# EXERCISE GOAL
The answer must be an exact reproduction of all the entries.

# MATERIAL SUPPLIED
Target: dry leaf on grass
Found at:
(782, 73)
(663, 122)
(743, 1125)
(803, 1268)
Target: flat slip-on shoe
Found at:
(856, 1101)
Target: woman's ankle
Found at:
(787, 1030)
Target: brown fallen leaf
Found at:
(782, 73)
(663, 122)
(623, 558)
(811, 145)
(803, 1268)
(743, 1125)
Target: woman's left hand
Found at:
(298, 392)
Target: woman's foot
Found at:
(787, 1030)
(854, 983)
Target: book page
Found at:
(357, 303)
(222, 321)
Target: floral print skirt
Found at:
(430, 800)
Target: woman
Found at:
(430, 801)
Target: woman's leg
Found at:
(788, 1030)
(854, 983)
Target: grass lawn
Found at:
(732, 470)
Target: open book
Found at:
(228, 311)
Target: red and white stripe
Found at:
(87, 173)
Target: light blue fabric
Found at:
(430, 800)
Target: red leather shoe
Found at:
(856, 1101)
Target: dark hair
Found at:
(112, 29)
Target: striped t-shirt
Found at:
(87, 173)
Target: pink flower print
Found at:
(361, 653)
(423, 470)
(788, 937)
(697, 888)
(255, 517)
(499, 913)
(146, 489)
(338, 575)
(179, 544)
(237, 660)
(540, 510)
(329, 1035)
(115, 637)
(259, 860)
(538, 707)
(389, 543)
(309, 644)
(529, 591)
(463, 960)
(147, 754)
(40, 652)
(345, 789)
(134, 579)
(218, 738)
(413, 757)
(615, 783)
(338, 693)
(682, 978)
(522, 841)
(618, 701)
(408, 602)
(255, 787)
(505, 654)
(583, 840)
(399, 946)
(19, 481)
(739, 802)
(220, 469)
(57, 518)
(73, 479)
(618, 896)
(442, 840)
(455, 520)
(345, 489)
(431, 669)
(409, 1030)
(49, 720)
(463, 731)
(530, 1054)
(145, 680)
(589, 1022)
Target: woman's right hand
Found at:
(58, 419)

# RESULT OF THIS EXERCISE
Target: dry leaf on grass
Found at:
(782, 73)
(663, 122)
(743, 1125)
(803, 1268)
Target: flat slip-on shoe
Found at:
(856, 1101)
Target: woman's ankle
Found at:
(787, 1030)
Target: brown fallen leaf
Found at:
(782, 73)
(663, 122)
(623, 558)
(811, 145)
(803, 1268)
(743, 1125)
Target: woman's left hand
Found at:
(298, 392)
Target: woman's foot
Found at:
(787, 1030)
(854, 983)
Target: book page
Found at:
(357, 303)
(222, 321)
Target: floral print skirt
Found at:
(430, 800)
Target: woman
Found at:
(430, 801)
Target: woman's leg
Found at:
(788, 1030)
(854, 983)
Target: grass lawn
Found at:
(732, 470)
Target: open book
Found at:
(228, 311)
Target: red and white stripe
Found at:
(87, 173)
Target: light blue fabric
Found at:
(430, 800)
Target: red leather shoe
Found at:
(856, 1101)
Target: dark hair
Found at:
(112, 29)
Target: striped t-shirt
Found at:
(87, 173)
Target: pink flower print
Found at:
(361, 653)
(423, 470)
(788, 937)
(697, 888)
(255, 517)
(499, 913)
(146, 489)
(338, 575)
(179, 544)
(237, 660)
(540, 510)
(329, 1035)
(115, 637)
(259, 860)
(538, 707)
(389, 543)
(309, 644)
(529, 591)
(463, 960)
(147, 754)
(40, 652)
(345, 789)
(134, 579)
(218, 738)
(413, 757)
(615, 783)
(338, 693)
(682, 978)
(522, 841)
(618, 701)
(408, 602)
(255, 787)
(505, 654)
(583, 840)
(399, 946)
(19, 481)
(739, 802)
(220, 469)
(57, 518)
(73, 479)
(618, 896)
(442, 840)
(455, 520)
(345, 489)
(431, 669)
(409, 1030)
(49, 720)
(463, 731)
(530, 1054)
(145, 680)
(589, 1022)
Target: woman's right hand
Found at:
(58, 419)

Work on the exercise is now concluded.